◆ **OBJECTIVE**
State how many lines in the records below contain the word "glass". Reply with the number alone.

◆ **DATASET EXCERPTS**

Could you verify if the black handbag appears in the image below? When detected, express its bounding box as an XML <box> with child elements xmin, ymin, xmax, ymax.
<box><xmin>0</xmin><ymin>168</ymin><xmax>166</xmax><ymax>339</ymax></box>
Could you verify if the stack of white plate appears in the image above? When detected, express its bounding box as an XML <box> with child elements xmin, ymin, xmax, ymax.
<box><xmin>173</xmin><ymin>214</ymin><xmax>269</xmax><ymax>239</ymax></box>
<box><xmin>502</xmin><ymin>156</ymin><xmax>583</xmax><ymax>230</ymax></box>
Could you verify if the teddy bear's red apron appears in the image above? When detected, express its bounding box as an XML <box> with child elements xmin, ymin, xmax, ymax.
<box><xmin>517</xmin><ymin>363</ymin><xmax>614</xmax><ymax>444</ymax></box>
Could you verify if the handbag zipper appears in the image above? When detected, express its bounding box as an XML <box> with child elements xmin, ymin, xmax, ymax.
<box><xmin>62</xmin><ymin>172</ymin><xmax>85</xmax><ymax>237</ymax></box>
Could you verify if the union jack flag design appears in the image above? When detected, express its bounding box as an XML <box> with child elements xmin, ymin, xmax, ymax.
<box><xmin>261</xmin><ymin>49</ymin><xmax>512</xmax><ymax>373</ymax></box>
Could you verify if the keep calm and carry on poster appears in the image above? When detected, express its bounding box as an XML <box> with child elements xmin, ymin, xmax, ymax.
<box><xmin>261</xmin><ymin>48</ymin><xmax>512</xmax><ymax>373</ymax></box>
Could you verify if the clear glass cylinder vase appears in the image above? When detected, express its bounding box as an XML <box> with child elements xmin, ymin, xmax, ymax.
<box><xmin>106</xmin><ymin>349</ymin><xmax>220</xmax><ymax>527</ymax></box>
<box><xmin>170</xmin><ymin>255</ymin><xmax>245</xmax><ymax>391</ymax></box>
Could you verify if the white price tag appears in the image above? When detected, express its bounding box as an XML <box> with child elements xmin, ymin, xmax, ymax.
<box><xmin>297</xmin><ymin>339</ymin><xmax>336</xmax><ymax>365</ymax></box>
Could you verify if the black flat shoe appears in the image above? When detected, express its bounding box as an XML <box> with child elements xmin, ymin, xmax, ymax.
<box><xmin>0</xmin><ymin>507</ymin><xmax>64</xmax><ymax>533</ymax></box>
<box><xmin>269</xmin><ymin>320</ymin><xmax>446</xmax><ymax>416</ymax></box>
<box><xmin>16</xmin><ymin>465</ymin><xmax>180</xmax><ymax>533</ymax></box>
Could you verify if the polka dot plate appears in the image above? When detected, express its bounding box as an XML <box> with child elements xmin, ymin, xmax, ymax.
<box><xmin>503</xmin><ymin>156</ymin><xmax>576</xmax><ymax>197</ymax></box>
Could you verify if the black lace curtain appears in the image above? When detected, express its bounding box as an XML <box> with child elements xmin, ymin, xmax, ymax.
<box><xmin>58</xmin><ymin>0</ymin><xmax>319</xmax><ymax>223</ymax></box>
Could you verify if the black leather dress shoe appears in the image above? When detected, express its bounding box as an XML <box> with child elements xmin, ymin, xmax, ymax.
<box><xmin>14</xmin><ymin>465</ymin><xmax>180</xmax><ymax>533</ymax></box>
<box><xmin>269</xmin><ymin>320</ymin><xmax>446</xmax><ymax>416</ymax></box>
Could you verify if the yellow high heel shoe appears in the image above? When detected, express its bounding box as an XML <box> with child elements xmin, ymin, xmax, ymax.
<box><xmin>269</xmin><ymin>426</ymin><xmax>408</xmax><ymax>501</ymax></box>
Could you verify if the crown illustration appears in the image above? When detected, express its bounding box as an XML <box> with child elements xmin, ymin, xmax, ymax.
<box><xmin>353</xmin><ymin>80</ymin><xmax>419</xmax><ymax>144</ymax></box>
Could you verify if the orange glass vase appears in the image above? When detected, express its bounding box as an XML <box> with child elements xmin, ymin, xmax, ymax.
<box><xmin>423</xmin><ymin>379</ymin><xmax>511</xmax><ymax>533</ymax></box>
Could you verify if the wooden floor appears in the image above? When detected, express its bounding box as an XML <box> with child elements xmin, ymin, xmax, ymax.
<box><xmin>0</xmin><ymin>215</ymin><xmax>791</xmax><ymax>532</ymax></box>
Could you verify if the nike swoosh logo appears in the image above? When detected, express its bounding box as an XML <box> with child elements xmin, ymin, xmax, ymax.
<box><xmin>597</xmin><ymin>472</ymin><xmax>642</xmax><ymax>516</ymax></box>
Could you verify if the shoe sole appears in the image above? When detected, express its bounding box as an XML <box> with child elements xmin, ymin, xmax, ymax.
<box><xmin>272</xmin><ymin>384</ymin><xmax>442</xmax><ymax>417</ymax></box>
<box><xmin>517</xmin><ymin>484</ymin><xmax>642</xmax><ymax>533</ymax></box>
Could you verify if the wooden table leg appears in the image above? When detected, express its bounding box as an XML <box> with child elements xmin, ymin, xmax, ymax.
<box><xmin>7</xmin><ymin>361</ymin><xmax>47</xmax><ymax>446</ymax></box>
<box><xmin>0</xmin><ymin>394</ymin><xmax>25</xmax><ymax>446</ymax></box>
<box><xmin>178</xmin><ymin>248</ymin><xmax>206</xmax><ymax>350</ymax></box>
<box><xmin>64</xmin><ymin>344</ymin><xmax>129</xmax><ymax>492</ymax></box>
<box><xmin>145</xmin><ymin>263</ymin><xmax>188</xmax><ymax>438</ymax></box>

◆ **FINAL RESULT**
2